━━━ SUPPLIED TEXT ━━━
Monitoring Tools

CloudAMQP offers various monitoring tools. These tools will address performance issues promptly and automatically, before they impact your business. CloudAMQP monitoring include diagrams for CPU and Memory usage. It is possible to activate alarms to be triggered when a part of the system is heavily used and it is easy to view the RabbitMQ log stream direcly in CloudAMQP.

Alarms

Receive accurate alerts based on performance anomalies in your application. It is possible to activate Queue Alarms, Consumers alarm, CPU Alarms and Memory alarms.

Alarms can be sent to email addresses or as push notifications to webhooks. When an alarm is triggerd will an alert be sent to everyone specified in the notifications list. You need to setup a notification before any of the alarms will work correctly. More information about payload sent when using webhook can be found here.

NOTE: The admin user must have access to all vhosts on the server for the queue and consumer alarms to work correctly.

rabbitmq alarm notifications

Queue Alarms

Queue alarms can be activated for all instances.
━━━ STORED RECORDS ━━━
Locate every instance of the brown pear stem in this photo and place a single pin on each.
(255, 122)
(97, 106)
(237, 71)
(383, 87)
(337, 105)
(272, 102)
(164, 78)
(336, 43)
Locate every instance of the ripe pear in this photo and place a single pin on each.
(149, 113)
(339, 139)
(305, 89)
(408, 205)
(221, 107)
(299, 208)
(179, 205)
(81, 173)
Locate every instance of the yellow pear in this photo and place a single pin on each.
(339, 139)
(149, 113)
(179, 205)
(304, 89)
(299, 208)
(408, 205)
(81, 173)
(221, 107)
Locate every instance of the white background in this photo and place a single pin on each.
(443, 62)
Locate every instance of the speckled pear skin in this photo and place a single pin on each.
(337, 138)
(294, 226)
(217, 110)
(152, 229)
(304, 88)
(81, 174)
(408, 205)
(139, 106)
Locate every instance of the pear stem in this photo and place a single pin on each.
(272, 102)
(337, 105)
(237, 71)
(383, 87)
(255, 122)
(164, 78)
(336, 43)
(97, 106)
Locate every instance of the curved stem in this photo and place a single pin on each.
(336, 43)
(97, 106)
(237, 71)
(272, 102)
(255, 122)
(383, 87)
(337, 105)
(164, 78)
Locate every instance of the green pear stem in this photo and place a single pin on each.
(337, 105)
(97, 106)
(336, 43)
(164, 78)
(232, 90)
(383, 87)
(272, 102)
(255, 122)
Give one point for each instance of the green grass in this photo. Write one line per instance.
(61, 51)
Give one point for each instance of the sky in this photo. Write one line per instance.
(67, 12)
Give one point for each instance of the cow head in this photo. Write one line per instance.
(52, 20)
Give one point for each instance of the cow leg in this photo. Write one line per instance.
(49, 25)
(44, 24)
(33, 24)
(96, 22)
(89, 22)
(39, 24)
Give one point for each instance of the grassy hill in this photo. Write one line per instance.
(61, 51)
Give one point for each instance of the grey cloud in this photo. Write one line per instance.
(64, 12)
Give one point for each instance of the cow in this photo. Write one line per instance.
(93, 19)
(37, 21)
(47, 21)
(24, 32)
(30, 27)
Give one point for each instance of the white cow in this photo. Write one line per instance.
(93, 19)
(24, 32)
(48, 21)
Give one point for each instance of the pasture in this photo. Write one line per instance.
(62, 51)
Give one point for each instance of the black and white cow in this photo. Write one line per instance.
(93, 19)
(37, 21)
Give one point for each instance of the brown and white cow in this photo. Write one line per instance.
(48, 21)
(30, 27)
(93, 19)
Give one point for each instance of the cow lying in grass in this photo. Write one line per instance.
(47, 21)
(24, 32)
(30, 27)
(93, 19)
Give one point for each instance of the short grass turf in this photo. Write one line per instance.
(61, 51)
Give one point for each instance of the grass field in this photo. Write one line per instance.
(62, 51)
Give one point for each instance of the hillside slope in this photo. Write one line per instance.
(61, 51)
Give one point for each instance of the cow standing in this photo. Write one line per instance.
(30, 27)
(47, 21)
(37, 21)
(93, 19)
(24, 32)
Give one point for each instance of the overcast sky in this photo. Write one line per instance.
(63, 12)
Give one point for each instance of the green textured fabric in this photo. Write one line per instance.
━━━
### PROMPT 1
In the CloudAMQP monitoring text, rewrite the paragraph beginning "Alarms can be sent to email addresses" as a short bulleted list that keeps its main facts.
### PROMPT 2
According to the CloudAMQP monitoring text, what access must the admin user have for queue and consumer alarms to work correctly?
### PROMPT 3
Go on with the CloudAMQP monitoring text, starting right after its last sentence.

### OUTPUT 1
- Alarms go to email addresses or as push notifications to webhooks.
- When an alarm is triggered, an alert goes to everyone in the notifications list.
- A notification must be set up before any alarm will work correctly.
- More information about the payload sent with webhooks is available.

### OUTPUT 2
Access to all vhosts on the server.

### OUTPUT 3
Queue alarms can be triggered to send notifications when a number of messages in a queue reaches a certain threshold, for a given amount of time.

rabbitmq queue alarms

When a queue is matching the given regexp and when that queue have had more than the value threshold (more then x messages in the queue) for more than number of seconds the alarm will trigger.

Example: The regexp .* will match all your queues. A regexp like ^myqueue$ would match exactly the queue named "myqueue". Use http://rubular.com/ to test your regex.

Consumers Alarms

Consumers alarms can be activated for all instances.

Consumers alarms can be triggered to send notifications when number of consumers for a queue is less then or equal to a given number of consumers, for a given amount of time.

rabbitmq consumer alarms

Connection Alarms

Connection alarms can be triggered to send notifications when number of connections is greated than or equal to a given number of connections, fora given amount of time.

rabbitmq connection alarms

CPU Alarms

CPU Alarms are only available for dedicated instances.

When CPU alarm is enabled will you receive a notification when you are using more then 80% of the available CPU for more then 15 minutes. One alarm email will be sent to you and your co-workers every 6 hours until the problem is solved. It is recommended to enable CPU alarms. It can be enabled through the Control Panel. CPU alarms

Memory Alarms

Memory Alarms are only available for dedicated instances.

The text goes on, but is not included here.